TEXTO DE LECTURA:
+-------+

Con motivo de la concesión del premio Ángel Crespo a José María Micó, reproducimos el artículo publicado en VASOS COMUNICANTES 39, primavera de 2008.
Las de Pero Grullo suelen ser verdades como puños, y la tarea de la traducción se puede definir con una formulación elemental: «Traducir literatura es traducir literatura». Tal aseveración es más compleja de lo que parece y esconde en realidad el germen de una operación ambiciosa y trascendental que muchos escritores y traductores antes que yo (y en esta misma revista, sin ir más lejos) han glosado y defendido convenientemente: «Traducir literatura es crear literatura». Pero se trata de un ideal que también esconde la trampa de la desilusión, porque a veces no pasa de ser una actividad vocacional con difícil acomodo en las leyes y en los caprichos del mercado cultural o editorial. En cualquier caso, mis primeras experiencias de traductor fueron vocacionales y casi secretas: un soneto de Shakespeare, por devoción; un poema de Housman, por desafío; dos sonetos de Auden, por encargo; seis motetes de Montale, por capricho, y una novela de Josep Piera, por amistad.
Fue mi admiración de lector por Ludovico Ariosto, combinada con razones de carácter filológico, la que me llevó a traducir las siete extraordinarias Sátiras que el autor del Orlando compuso entre 1517 y 1525 y que, a pesar de que influyeron mucho en los poetas españoles del llamado Siglo de Oro, no se habían traducido nunca a nuestra lengua (Barcelona, Península, 1999). Después decidí traducir la poesía de Ausiàs March (Páginas del Cancionero, Valencia, Pre-Textos, 2004), pero el azar que me ha traído a estas Jornadas y a estas páginas tiene que ver, obviamente, con el Orlando furioso[1].
No será necesario recordar una vez más la indiscutible verdad sobre los libros traducidos que Cervantes pone en boca de uno de los amigos de don Quijote («jamás llegarán al punto que ellos tienen en su primer nacimiento», I, 6), pero tal vez resulte aleccionadora la lectura de otro pasaje menos frecuentado —salvo por los traductores— en que el propio Caballero de la Triste Figura conversa en la imprenta barcelonesa con un traductor del italiano (II, 62):
—¡Cuerpo de tal —dijo don Quijote—, y qué adelante está vuesa merced en el toscano idioma! Yo apostaré una buena apuesta que adonde diga en el toscano piace, dice vuesa merced en el castellano place; y adonde diga più, dice más, y el su declara con arriba, y el giù con abajo.

+-------+

CONJUNTO DE DATOS:
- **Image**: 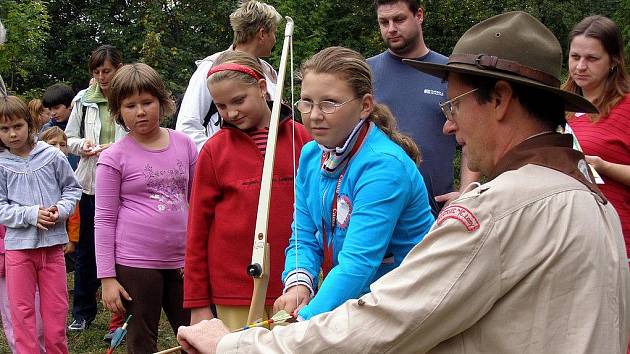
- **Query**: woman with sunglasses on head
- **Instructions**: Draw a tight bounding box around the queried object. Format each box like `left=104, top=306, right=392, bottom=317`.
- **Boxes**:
left=274, top=47, right=434, bottom=319
left=563, top=15, right=630, bottom=258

+-------+

TRABAJO POR HACER:
**a)** Resume en dos oraciones el artículo sobre la traducción literaria.
**b)** Reproduce el fragmento del artículo sobre la traducción literaria que va desde «Fue mi admiración» hasta «el Orlando furioso[1].», sustituyendo «Ludovico Ariosto» por «Ariosto».
Los datos no guardan ninguna relación con el texto.

RESPUESTAS DE LAS TAREAS:
**a)** El artículo afirma que traducir literatura es crear literatura, un ideal que puede chocar con las leyes y los caprichos del mercado cultural o editorial, y repasa unas primeras traducciones vocacionales de Shakespeare, Housman, Auden, Montale y Josep Piera. Después relata la traducción de las Sátiras de Ariosto, que nunca se habían traducido a nuestra lengua, y de la poesía de Ausiàs March, y remite a un pasaje del Quijote en que el protagonista conversa con un traductor del italiano.

**b)**
Fue mi admiración de lector por Ariosto, combinada con razones de carácter filológico, la que me llevó a traducir las siete extraordinarias Sátiras que el autor del Orlando compuso entre 1517 y 1525 y que, a pesar de que influyeron mucho en los poetas españoles del llamado Siglo de Oro, no se habían traducido nunca a nuestra lengua (Barcelona, Península, 1999). Después decidí traducir la poesía de Ausiàs March (Páginas del Cancionero, Valencia, Pre-Textos, 2004), pero el azar que me ha traído a estas Jornadas y a estas páginas tiene que ver, obviamente, con el Orlando furioso[1].